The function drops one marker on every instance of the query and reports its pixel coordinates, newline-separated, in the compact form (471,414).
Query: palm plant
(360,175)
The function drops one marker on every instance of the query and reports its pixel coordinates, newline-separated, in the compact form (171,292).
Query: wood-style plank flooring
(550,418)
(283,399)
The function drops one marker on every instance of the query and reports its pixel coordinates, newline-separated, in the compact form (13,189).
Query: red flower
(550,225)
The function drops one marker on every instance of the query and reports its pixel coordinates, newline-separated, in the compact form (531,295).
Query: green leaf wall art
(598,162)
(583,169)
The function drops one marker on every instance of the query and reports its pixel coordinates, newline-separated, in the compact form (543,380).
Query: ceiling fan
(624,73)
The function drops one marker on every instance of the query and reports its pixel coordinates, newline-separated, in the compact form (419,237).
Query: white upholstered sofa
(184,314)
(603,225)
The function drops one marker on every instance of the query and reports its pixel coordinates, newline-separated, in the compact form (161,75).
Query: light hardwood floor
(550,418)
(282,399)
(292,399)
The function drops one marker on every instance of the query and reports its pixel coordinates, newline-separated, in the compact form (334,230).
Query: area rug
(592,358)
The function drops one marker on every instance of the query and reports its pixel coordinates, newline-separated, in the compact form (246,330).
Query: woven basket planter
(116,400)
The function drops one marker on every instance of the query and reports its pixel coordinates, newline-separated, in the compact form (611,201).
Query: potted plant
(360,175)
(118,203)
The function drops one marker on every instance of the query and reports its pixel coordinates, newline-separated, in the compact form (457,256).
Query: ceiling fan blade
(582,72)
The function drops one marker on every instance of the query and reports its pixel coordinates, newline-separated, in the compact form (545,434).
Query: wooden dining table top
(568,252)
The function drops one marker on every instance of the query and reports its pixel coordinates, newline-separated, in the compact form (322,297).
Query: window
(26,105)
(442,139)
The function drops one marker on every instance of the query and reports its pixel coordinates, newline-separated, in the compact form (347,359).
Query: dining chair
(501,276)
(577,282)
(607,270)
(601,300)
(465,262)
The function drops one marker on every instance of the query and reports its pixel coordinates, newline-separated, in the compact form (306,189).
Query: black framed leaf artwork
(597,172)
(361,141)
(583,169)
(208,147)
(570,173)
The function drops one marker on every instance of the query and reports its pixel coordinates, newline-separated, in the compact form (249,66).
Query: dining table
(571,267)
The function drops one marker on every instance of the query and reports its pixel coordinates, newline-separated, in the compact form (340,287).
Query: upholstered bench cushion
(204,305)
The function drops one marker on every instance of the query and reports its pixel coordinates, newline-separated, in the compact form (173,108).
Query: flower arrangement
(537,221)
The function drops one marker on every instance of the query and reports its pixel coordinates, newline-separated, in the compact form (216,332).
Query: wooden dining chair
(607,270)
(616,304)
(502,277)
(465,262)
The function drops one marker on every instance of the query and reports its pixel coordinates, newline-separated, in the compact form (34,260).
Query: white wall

▶ **What is needed**
A word-for-word repetition of the listing above is required.

▶ **Result**
The function drops one marker on every instance of the query and reports its pixel coordinates, newline-separated, in the compact form (471,414).
Query: palm plant
(360,175)
The function drops one marker on every instance of the query and reports its pixel coordinates, newline-separated, in the compact form (171,292).
Query: wood-style plank flooring
(550,418)
(283,399)
The function drops one marker on every instance of the query and reports its pixel coordinates, newline-separated, in the compact form (13,189).
Query: red flower
(550,225)
The function drops one marker on every instance of the query and reports its pixel coordinates, newline-separated, in the compact form (531,295).
Query: green leaf wall art
(598,162)
(583,169)
The function drops one marker on every instance of the query and reports its pixel coordinates, newline-separated, in the compact form (543,380).
Query: ceiling fan
(624,73)
The function drops one marker on every instance of the query and reports its pixel coordinates, newline-separated, in the compact form (419,237).
Query: white upholstered sofa
(184,314)
(603,225)
The function drops one marker on every instance of the query and reports its pixel coordinates, newline-separated, in the compact form (161,75).
Query: light hardwood floor
(550,418)
(282,399)
(292,399)
The function drops one marker on every instance of the query and reports its pixel coordinates, newline-separated, in the compact form (334,230).
Query: area rug
(592,358)
The function drops one marker on every instance of the query and reports its pixel coordinates, newline-separated, in the compact form (246,330).
Query: woven basket planter
(116,400)
The function drops one marker on every instance of the query and reports its pixel coordinates, newline-separated, in the compact form (611,201).
Query: potted plant
(360,175)
(118,203)
The function drops one marker on every instance of the query and reports its pixel coordinates, newline-separated, in the compact form (457,256).
Query: ceiling fan blade
(582,72)
The function drops one marker on every instance of the query and reports its pixel coordinates, newline-separated, in the compact form (545,434).
Query: wooden dining table top
(568,252)
The function drops one marker on every instance of the query and reports its pixel coordinates, newline-separated, in the compact form (322,297).
Query: window
(26,105)
(442,139)
The function drops one marker on every instance of the query and reports its pixel coordinates, newline-separated, in the compact form (347,359).
Query: dining chair
(501,276)
(577,282)
(607,270)
(601,300)
(465,262)
The function drops one marker on every instance of the query and reports its pixel coordinates, newline-separated, in the compact form (306,189).
Query: black framed leaf artwork
(597,172)
(361,141)
(583,169)
(208,147)
(570,173)
The function drops one marker on every instance of the query and reports its pixel coordinates, newline-separated, in the compact form (249,66).
Query: dining table
(571,267)
The function drops one marker on every instance of the query and reports its pixel coordinates, newline-separated, in the compact form (340,287).
Query: upholstered bench cushion
(204,305)
The function drops one marker on every instance of the query and reports its pixel coordinates, newline-separated, in the compact form (173,108).
Query: flower arrangement
(537,221)
The function drops one marker on every instance of the query and reports its pixel coordinates, newline-separated, in the compact form (216,332).
Query: wooden dining chair
(607,270)
(616,304)
(502,277)
(465,262)
The function drops one marker on every instance of the query and reports its pixel coordinates, newline-separated, in the compact form (34,260).
Query: white wall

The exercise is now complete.